### Texto dado
- - -

Não voltava atrás, não reescrevia, e até o corrector do computador lhe poupava
ter de voltar a ler o texto. Na escrita, como na vida, não se permitia
hesitações.
Estava,
assim, perante um dilema. Se aceitasse a necessidade do ponto e vírgula seria
conivente da indefinição. Abriria caminho ao
retrocesso, ao refazer de textos, a sabe-se lá mais o quê. Por outro
lado o ponto e vírgula trar-lhe-ia o benefício de dominar as pausas da leitura,
fazendo dele um melhor escritor (ou escrevente).
Sempre
tinha querido ser melhor. A escrita não seria excepção. Por isso, no meio
destas cogitações, deu por si a desenhar pontos e vírgulas na aridez da folha
em branco.
quinta-feira, 25 de junho de 2015
HISTÓRIAS – III
Dá-me, a escrita, o poder de traçar destinos. Permite
rasuras, abruptas mudanças de rumo, ensaios, sem que ninguém sofra. Afinal,
apenas construo marionetas saídas da oficina da imaginação. A vida: é outra
história.
quarta-feira, 24 de junho de 2015
PALAVRAS - XV
Com o tempo, começou a falar cada vez menos. Ela
gostava tanto das palavras dele que as gastava no papel.

- - -

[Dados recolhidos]
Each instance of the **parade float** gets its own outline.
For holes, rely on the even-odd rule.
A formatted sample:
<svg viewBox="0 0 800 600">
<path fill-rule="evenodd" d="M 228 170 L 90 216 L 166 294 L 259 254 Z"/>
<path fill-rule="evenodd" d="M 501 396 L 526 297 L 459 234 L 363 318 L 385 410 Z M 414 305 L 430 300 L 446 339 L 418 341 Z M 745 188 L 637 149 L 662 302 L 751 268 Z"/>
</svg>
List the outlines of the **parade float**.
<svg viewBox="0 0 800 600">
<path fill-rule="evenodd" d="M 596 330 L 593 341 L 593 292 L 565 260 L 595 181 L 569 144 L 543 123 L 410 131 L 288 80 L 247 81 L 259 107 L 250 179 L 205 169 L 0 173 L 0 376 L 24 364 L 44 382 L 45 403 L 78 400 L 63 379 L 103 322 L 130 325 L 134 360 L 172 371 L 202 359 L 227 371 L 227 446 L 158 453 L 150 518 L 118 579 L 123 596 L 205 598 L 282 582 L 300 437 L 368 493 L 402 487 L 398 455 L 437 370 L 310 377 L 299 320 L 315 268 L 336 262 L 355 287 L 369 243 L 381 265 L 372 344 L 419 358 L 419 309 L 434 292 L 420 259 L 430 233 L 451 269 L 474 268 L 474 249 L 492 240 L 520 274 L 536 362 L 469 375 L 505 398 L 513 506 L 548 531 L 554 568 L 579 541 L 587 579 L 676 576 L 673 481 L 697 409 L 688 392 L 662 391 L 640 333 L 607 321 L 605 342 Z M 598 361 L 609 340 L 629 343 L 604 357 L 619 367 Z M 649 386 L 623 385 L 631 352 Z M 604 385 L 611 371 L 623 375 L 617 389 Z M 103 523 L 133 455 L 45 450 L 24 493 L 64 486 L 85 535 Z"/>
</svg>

- - -

### Pedido de tarefa A
Enumere as coisas que, segundo o texto dado, a escrita permite sem que ninguém sofra.
### Pedido de tarefa B
Devolva, sem qualquer alteração, o trecho do texto dado que começa em "quinta-feira, 25 de" e termina em "gastava no papel.".

### Resultado da tarefa A
rasuras; abruptas mudanças de rumo; ensaios

### Resultado da tarefa B
quinta-feira, 25 de junho de 2015
HISTÓRIAS – III
Dá-me, a escrita, o poder de traçar destinos. Permite
rasuras, abruptas mudanças de rumo, ensaios, sem que ninguém sofra. Afinal,
apenas construo marionetas saídas da oficina da imaginação. A vida: é outra
história.
quarta-feira, 24 de junho de 2015
PALAVRAS - XV
Com o tempo, começou a falar cada vez menos. Ela
gostava tanto das palavras dele que as gastava no papel.